> **Selection**:
^^^^^^^^
Geoff Cameron: Yeah, definitely. I mean, how many players from Honduras are playing in MLS? How many players from Jamaica are playing in MLS? Same thing with players from Guatemala. MLS is growing stronger and stronger. I know the league is doing everything in their power to keep American players from leaving and going to Europe. But I think, eventually, MLS is going to need to start taking better care of American players.

NEST: Taking what you’ve said above into consideration – if you were MLS commissioner, what would you do to help the American player thrive here?

Geoff: The biggest thing is you have guys like Carlos Bocanegra (who just signed with Chivas USA), or Clarence Goodson, who just re-signed with San Jose – you look at guys like those who’ve played overseas, whether it’s Denmark or England, and those guys have experience. Then you look at guys from, say, Scandinavia, they come here and they get a big contract right off the bat, whereas in MLS, you’re guaranteed a small contract at the beginning and you have to work your way up. And it’s not for like a short period, it’s a long time, like three or four years, because the club re-signs you at the end of every year. So it’s almost like you have to sign two contracts before you can get your biggest one. Overseas, you’re playing in first or second division in another league and, yeah, it’s not as big as or as good as the MLS. But, they’re getting paid a lot more money than MLS players are.

I think that sooner or later, the good American players need to get paid better salaries to keep them there and so they want to stay there, too. I mean, why wouldn’t you want to stay in MLS? The only reason why I left is because I’ve always wanted to play in Europe. It was my dream since I was a little kid. At the end of my career, I didn’t want to think “Coulda, Woulda, Shoulda,” and ask myself whether I was ever good enough to play in the EPL. I didn’t want to have any regrets.

At the end of my career, yeah, I’d like to come back to MLS and play. Maybe come back to Boston and play or go back to wherever Dom (Kinnear) is coaching and play for him. But I always wanted to go over there and play. But now you get these kids, and they’re all growing up and watching MLS, and they’re thinking to themselves, “Yeah, I want to play in MLS someday,” instead of looking abroad and saying, “I want to play for those teams.” So from that perspective, MLS has to start taking care of American players a little bit more.

NEST: We started off talking about your experience in the EPL, then moved on to the U.S. National Team and briefly touched upon MLS. But one thing I wanted to ask you that you probably don’t get too many questions on is your time playing right here in New England, and specifically for East Providence Sports, a local amateur team in Rhode Island, before you were drafted by Houston in 2008. What was it like playing right in your backyard, and playing with a lot of the friends you grew up with?

Geoff: I started playing Attleboro Youth Soccer, and then went from there to club soccer, with Bayside FC and Boston Bolts, playing with the Bolts for a few years and playing at Bayside under Stacy DeCastro. But once you start college, there aren’t too many club teams to play for, so it’s usually a PDL team or men’s league. For me, I was just trying to stay fit throughout the summer, and my childhood friend Larry Alves and his family, they all played over at E.P. Sports, so for me, it was just easy decision. It was another opportunity to play on the weekend, stay fit for college soccer. Doing that every weekend and playing for the Rhode Island Stingrays on a Saturday, and then you get the E.P. games on a Sunday morning, I was just trying to do whatever I could to stay fit and, obviously, getting the opportunity to hang out with the guys on the weekend throughout the summer was great.
^^^^^^^^
> **Stated problem a**:
List every person named in the interview other than Geoff Cameron.
The rows that follow were gathered from a source unrelated to the interview.

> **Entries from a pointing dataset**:
^^^^^^^^
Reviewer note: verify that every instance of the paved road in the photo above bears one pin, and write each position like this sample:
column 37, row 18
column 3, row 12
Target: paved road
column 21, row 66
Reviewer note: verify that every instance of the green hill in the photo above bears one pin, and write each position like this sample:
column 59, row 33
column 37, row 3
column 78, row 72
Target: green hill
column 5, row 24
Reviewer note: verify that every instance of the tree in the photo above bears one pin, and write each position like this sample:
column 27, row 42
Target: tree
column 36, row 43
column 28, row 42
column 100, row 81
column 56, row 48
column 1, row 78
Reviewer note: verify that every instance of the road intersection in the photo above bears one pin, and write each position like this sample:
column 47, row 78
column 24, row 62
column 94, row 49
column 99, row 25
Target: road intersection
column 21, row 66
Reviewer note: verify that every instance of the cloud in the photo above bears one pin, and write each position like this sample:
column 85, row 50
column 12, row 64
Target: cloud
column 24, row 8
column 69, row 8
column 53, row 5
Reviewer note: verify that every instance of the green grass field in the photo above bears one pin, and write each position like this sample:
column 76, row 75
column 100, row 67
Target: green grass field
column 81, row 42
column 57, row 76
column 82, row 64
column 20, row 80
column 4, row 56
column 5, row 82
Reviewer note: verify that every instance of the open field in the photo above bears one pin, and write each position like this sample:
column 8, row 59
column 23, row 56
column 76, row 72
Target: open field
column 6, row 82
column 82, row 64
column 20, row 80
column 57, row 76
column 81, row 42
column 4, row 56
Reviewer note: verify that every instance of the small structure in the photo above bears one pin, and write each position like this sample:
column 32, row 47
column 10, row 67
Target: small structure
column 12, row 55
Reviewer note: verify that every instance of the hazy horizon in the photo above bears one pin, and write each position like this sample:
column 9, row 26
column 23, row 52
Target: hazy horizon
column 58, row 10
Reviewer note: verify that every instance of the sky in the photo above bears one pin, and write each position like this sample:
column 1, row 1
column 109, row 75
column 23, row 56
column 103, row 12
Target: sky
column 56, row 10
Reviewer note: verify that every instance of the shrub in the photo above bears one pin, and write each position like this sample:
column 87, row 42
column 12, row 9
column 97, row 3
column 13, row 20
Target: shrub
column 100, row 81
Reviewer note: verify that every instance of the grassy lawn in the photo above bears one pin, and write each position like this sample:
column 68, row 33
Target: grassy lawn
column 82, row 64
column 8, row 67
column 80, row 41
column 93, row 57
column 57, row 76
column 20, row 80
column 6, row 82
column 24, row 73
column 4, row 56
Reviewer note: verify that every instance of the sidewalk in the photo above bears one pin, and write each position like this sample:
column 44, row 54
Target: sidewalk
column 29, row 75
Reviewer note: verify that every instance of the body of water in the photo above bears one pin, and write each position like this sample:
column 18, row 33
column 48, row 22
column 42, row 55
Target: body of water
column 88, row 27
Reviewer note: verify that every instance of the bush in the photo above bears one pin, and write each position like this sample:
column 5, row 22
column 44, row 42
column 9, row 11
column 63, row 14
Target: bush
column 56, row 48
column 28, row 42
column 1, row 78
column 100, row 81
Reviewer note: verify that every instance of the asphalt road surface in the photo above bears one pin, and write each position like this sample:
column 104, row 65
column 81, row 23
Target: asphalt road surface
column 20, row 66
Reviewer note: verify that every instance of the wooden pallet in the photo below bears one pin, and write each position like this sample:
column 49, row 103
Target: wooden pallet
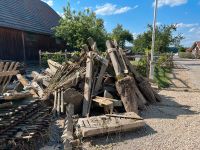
^^^^^^^^
> **Stated problem b**:
Reproduce the rows word for word, starting at the line that contains "Reviewer note: verify that every instance of the body" and continuing through the final line of the rows. Omit the picture.

> **Final answer a**:
Carlos Bocanegra, Clarence Goodson, Dom Kinnear, Stacy DeCastro, Larry Alves

> **Final answer b**:
Reviewer note: verify that every instance of the body of water in the photo above bears one pin, and write each position like this sample:
column 18, row 33
column 48, row 22
column 42, row 55
Target: body of water
column 88, row 27
Reviewer note: verify that every instance of the bush in the photo above bears one pin, and write each position like this sample:
column 5, row 22
column 44, row 42
column 9, row 11
column 63, row 14
Target: bush
column 56, row 48
column 28, row 42
column 1, row 78
column 100, row 81
Reviewer note: verify that every instance of the asphalt road surface in the photo above bears one pin, and write each position like this sample:
column 104, row 65
column 81, row 23
Target: asphalt road surface
column 20, row 66
Reviewer note: verify that every instance of the wooden pallet in the photo below bears one pin, and write each position like this sample:
column 49, row 103
Target: wooden pallet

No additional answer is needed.